start Input data

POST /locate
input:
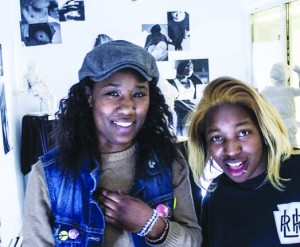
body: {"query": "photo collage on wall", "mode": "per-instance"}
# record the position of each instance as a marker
(191, 74)
(40, 19)
(3, 111)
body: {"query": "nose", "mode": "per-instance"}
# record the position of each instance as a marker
(126, 105)
(232, 147)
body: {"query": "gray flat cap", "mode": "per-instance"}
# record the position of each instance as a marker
(112, 56)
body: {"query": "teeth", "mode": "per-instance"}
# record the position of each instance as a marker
(123, 124)
(234, 164)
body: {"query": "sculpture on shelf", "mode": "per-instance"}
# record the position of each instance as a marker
(38, 88)
(282, 97)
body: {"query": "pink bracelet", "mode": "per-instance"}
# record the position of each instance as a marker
(162, 236)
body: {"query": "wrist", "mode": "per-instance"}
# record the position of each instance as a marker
(157, 229)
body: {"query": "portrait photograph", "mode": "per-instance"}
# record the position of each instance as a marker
(192, 75)
(156, 40)
(179, 30)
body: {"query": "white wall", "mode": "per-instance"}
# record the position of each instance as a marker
(11, 180)
(218, 32)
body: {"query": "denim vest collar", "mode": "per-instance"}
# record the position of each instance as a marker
(75, 209)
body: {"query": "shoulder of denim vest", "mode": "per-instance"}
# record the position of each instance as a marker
(51, 156)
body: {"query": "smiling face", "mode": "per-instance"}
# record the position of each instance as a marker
(120, 104)
(235, 142)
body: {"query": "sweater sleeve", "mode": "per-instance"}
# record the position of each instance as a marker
(37, 212)
(184, 228)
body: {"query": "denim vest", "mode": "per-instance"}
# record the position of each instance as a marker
(77, 218)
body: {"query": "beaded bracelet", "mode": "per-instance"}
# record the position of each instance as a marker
(149, 224)
(162, 236)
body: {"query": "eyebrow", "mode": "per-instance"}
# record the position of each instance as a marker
(245, 122)
(112, 84)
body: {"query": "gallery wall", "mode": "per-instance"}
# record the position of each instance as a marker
(218, 32)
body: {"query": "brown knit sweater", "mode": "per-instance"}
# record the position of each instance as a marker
(118, 172)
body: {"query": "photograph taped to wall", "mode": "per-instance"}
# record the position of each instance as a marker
(38, 11)
(40, 33)
(192, 75)
(4, 120)
(71, 10)
(179, 30)
(1, 61)
(156, 40)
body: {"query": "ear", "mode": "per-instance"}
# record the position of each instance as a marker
(88, 93)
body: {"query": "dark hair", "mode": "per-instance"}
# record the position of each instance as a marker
(45, 27)
(74, 131)
(156, 29)
(181, 66)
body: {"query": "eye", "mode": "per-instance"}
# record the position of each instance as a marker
(112, 93)
(139, 94)
(216, 139)
(244, 133)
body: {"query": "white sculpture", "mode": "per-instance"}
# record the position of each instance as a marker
(38, 88)
(282, 97)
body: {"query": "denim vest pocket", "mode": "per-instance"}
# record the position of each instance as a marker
(69, 233)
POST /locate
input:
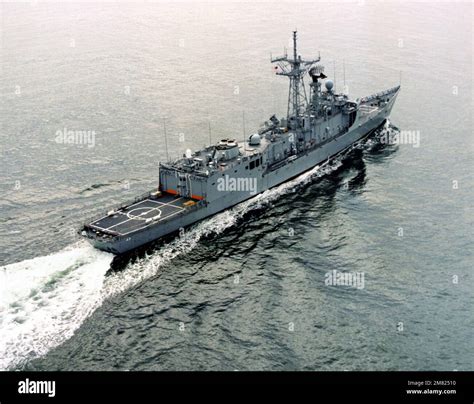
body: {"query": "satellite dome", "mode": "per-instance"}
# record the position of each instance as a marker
(254, 139)
(329, 85)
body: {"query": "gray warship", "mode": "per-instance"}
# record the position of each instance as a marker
(319, 125)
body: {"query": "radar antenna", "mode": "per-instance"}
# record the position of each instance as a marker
(294, 69)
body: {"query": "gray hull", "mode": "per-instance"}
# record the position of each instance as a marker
(362, 126)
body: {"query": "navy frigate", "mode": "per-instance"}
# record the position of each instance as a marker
(320, 124)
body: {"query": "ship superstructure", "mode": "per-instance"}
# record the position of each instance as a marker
(319, 124)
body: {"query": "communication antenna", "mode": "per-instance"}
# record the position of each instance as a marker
(243, 124)
(294, 67)
(210, 135)
(166, 139)
(344, 73)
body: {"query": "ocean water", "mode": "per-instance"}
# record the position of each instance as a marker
(244, 290)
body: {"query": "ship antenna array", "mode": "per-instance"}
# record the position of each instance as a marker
(166, 140)
(294, 68)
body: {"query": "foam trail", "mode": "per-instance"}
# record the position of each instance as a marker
(45, 299)
(147, 267)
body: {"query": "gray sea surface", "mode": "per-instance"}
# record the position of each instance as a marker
(246, 289)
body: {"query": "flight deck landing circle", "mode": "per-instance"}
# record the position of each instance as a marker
(144, 213)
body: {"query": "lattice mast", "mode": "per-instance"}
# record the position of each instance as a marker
(294, 69)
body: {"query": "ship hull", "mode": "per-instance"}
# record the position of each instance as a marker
(360, 129)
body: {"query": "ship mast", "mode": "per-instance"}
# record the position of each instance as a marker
(294, 69)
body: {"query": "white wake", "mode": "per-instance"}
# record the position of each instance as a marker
(45, 299)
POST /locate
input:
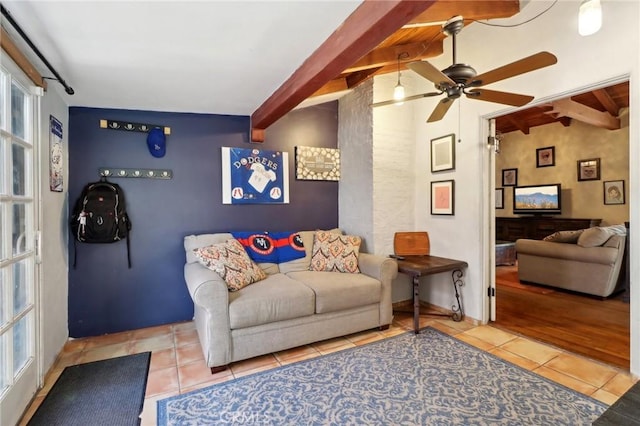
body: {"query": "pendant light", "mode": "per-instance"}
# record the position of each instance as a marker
(589, 17)
(398, 91)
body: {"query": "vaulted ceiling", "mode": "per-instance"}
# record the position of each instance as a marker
(600, 107)
(228, 58)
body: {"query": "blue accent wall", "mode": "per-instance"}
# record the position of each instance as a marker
(104, 295)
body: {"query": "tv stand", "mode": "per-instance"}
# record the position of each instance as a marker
(537, 227)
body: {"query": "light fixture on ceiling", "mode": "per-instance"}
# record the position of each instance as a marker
(589, 17)
(398, 91)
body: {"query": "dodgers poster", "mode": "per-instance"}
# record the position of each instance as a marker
(254, 176)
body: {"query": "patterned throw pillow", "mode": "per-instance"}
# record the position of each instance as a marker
(231, 262)
(335, 252)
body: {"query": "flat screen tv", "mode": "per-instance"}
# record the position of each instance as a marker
(537, 199)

end Input data

* _What the task requires_: Without including any pictures, please restate all the records exactly.

* _The output_:
POST /locate
input:
body: {"query": "photo collage on wall", "mode": "per-instance"}
# record the position of each instance as a marker
(191, 74)
(40, 19)
(3, 111)
body: {"query": "nose", "mode": "per-instance"}
# record the position of each instance as a marker
(126, 105)
(232, 147)
body: {"query": "gray flat cap", "mode": "per-instance"}
# record the position of each instance as a marker
(112, 56)
body: {"query": "teeth", "mode": "per-instance"}
# record the position of each instance as a marker
(123, 124)
(234, 164)
body: {"query": "sculpture on shelf", "mode": "per-instance"}
# record the position of each instance as a marker
(38, 88)
(282, 97)
body: {"query": "pink bracelet", "mode": "per-instance"}
# record the position of each instance as a marker
(162, 236)
body: {"query": "wrist", "mode": "per-instance"}
# record the position of each instance as a marker
(157, 229)
body: {"query": "portrait photograph", "mode": "per-instance"}
# record the position of each instance as a marker
(192, 75)
(156, 40)
(179, 30)
body: {"query": "white wall", "mode": "per-instance"}
# record the position of each instance as a marker
(11, 180)
(218, 32)
body: {"query": "denim vest collar", "mode": "per-instance"}
# record the position of each instance as a marker
(75, 209)
body: {"query": "shoulder of denim vest", "mode": "per-instance"}
# record the position of each instance as a marker
(51, 156)
body: {"query": "smiling face", "mode": "per-instance"}
# record the position of each instance as a marker
(120, 104)
(235, 142)
body: {"query": "sweater sleeve", "mode": "per-instance"}
# record the position of each instance as a marker
(37, 212)
(184, 228)
body: {"query": "denim vest", "mode": "per-instance"}
# record the position of each instance as a marker
(77, 218)
body: {"query": "beaded bracelet", "mode": "per-instance"}
# record the position of each instance as a marker
(149, 224)
(162, 236)
body: {"query": "eyebrow", "mode": "per-instance"}
# record the position of each instance as a marker
(245, 122)
(112, 84)
body: {"query": "gallery wall", "mode": "per-instance"}
# record the position of each instance as a marker
(218, 32)
body: {"query": "brown knit sweater", "mode": "per-instance"}
# record the position of each instance as a marker
(118, 172)
body: {"query": "photograph taped to wall", "mode": "per-instance"}
# record the position of each instance as a marker
(38, 11)
(40, 33)
(192, 75)
(4, 120)
(71, 10)
(179, 30)
(1, 61)
(156, 40)
body: {"query": "ear", "mode": "per-instance"}
# record the position of each instance as a marker
(88, 93)
body: {"query": "dark hair", "mode": "per-instance"}
# record the position of each instance as a marker
(45, 27)
(74, 131)
(156, 29)
(181, 66)
body: {"query": "eye", "mode": "per-instance"}
# record the position of each instance as a marker
(112, 93)
(139, 94)
(216, 139)
(244, 133)
body: {"query": "white sculpture", "mode": "per-instance"}
# record the position of each instance as a marker
(38, 88)
(282, 97)
body: {"query": "denim vest pocket", "mode": "per-instance"}
# record the position of each instance as a marker
(69, 233)
POST /locate
input:
body: {"query": "satellite dome", "mode": "per-instance"}
# record the position of each instance as a marker
(254, 139)
(329, 85)
body: {"query": "gray warship", "mode": "per-instance"}
# record the position of each instance as a marker
(319, 125)
body: {"query": "radar antenna", "mode": "per-instance"}
# record the position of each instance as a marker
(294, 69)
body: {"query": "gray hull", "mode": "per-instance"}
# record the position of each instance as a marker
(362, 126)
body: {"query": "navy frigate", "mode": "per-instance"}
# record the position of each instance as a marker
(320, 124)
body: {"query": "ship superstructure", "mode": "per-instance"}
# record the position of each instance as a marker
(319, 124)
body: {"query": "communication antenna", "mode": "per-instance"}
# record the position of each instance as a marker
(243, 124)
(294, 67)
(210, 135)
(166, 139)
(344, 73)
body: {"query": "ocean water", "mode": "per-instance"}
# record the position of each instance as a marker
(244, 290)
body: {"query": "ship antenna array", "mode": "per-instance"}
# record the position of each instance as a marker
(166, 140)
(294, 68)
body: {"query": "foam trail", "mode": "per-instance"}
# record the position of each instance as a marker
(45, 299)
(147, 267)
body: {"query": "gray sea surface", "mode": "per-instance"}
# record the position of each instance as a marker
(246, 289)
body: {"query": "flight deck landing circle", "mode": "per-instance"}
# record the position of each instance as a marker
(144, 213)
body: {"query": "lattice mast", "mode": "per-instance"}
# record the position of each instance as a marker
(294, 69)
body: {"query": "ship hull", "mode": "per-instance"}
# record the position of each instance as a marker
(360, 129)
body: {"query": "ship mast", "mode": "per-instance"}
# record the position of each instance as a marker
(294, 69)
body: {"query": "white wake", "mode": "per-instance"}
# record the position of each instance as a marker
(45, 299)
POST /locate
input:
body: {"query": "pendant light", "mode": "per-instance"}
# record the position of each instance as a marker
(589, 17)
(398, 91)
body: {"query": "vaulted ceiling", "mode": "per-instance"}
# record the position of each instance as a marker
(600, 107)
(228, 58)
body: {"query": "blue accent wall", "mode": "per-instance"}
# record the position of each instance as a marker
(104, 295)
body: {"query": "tv stand", "mode": "per-instance"}
# record the position of each instance as a marker
(537, 227)
body: {"query": "light fixture on ceiling", "mode": "per-instance"}
# record the position of each instance as a marker
(589, 17)
(398, 91)
body: {"query": "dodgers poster", "mode": "per-instance"}
# record the position of each instance as a marker
(254, 176)
body: {"query": "patterned throw pillow", "mode": "per-instance"}
# record the position of each instance as a marker
(231, 262)
(335, 252)
body: {"query": "flat screen tv", "mode": "per-instance"}
# record the position of each instance as a marker
(537, 199)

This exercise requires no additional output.